» **Extrait présenté**

<<<<

Le quotidien irakien Dar Al-Mada a publié, dimanche 25 janvier 2004, une liste de 270 personnalités et sociétés étrangères ayant été rémunérées par Saddam Hussein, depuis 1999. Elles auraient été gratifiées en millions de barils de pétrole en plein programme « pétrole contre nourriture », donc au détriment de l’alimentation de la population. Pour étayer ses accusations, le quotidien reproduit des fac-similés de documents.
Le lendemain, le Conseil de gouvernement provisoire confirme ces éléments. Abdul-Sahib Salman Qutub, porte-parole du ministère du Pétrole, annonce qu’il dévoilera prochainement une liste plus complète et poursuivra en justice les bandits qui ont spolié le peuple irakien. Sur la base de cette validation officielle, le quotidien parisien Le Monde relaye mardi ces imputations tout en reproduisant les démentis de personnalités françaises mises en cause (édition datée du mercredi). Mercredi, la presse occidentale s’empare de l’information. Certains journaux états-uniens n’hésitent pas à titrer : « Des documents du gouvernement irakien : Saddam avait acheté la France ».
Pourtant, l’accusation contenue dans cette liste ne résiste pas une minute à la réflexion : par exemple, le quotidien assure que le député britannique pacifiste George Galloway a reçu 15 millions de barils de pétrole. Pour les transporter, il aurait fallu que le parlementaire parvienne à faufiler 7 super-tankers entre les bâtiments de la Coalition anglo-américaine sans se faire remarquer. Et il aurait encore fallu qu’il les écoule secrètement sur le marché international en violation de l’embargo onusien. Il en est de même pour les autres accusés.
Le quotidien Dar Al-Mada a été créé à Bagdad en novembre 2003 par le président du Mouvement pour la paix. Celui-ci, Fakhri Karim, n’est pas un inconnu. Il fut le responsable de la propagande du Parti communiste irakien. Comme ses camarades, il s’enfuit en exil pour échapper à la répression de Saddam Hussein. Lors de la première Guerre du Golfe, en 1991, son parti fut contacté par les services secrets saoudiens qui entendaient soutenir toute forme d’opposition au raïs. Fakhri Karim dirigea la délégation reçue à Riyad. De retour à Damas, il annonça à ses camarades qu’il avait refusé l’argent de la monarchie, mais appela néanmoins à soutenir la Coalition et à bombarder son propre pays. Or, les services saoudiens ne tardèrent pas à se manifester dans l’attente d’un plus important retour sur investissement. Considéré comme traître, Fakhri Karim fut alors exclu de son parti. Quelques mois plus tard, soudain riche, il fonda une maison d’édition et un journal, Dar Al-Mada, à Beyrouth.

>>>>

» **Vos tâches**
[1] D'après l'extrait sur le quotidien Dar Al-Mada, quand et où ce journal a-t-il été créé par le président du Mouvement pour la paix ?
[2] Poursuivez l'extrait consacré au quotidien Dar Al-Mada à partir de sa dernière phrase.

» **Données fournies**
<<<<

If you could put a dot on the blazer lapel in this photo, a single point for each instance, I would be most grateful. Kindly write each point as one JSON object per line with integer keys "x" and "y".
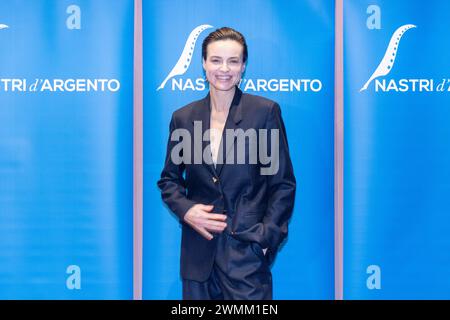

>>>>

» **Réponses par tâche**
[1] À Bagdad, en novembre 2003.

[2]
Fakhri Karim est revenu à Bagdad, en 2002, dans les bagages de la Coalition. L’Autorité d’occupation l’a aidé à former le Mouvement de la paix qui rassemble les Irakiens de retour d’exil, en quête de prébendes US. C’est dans ce vivier que la Coalition puisse, selon ses besoins, de nouveaux collaborateurs.
Selon nos sources en Irak, la fortune de Fakhri Karim ayant soudain décuplé, il a acheté divers locaux, importé du matériel, ouvert un quotidien et lancé une chaîne de télévision par satellite. Pour ce faire, il a bénéficié des encouragements du philanthrope George Soros, qui lui a offert des rotatives, et de la National Endowment for Democracy (NED)-vitrine publique de la CIA- qui a recruté et formé ses journalistes. Le gouverneur L. Paul Bremer en personne s’est assuré qu’il ne manquait de rien, ni de papier, ni d’électricité. Tandis que l’ancien patron de La Voix de l’Amérique (organe officiel du Département d’État) s’est déplacé à Bagdad pour lui prodiguer quelques conseils.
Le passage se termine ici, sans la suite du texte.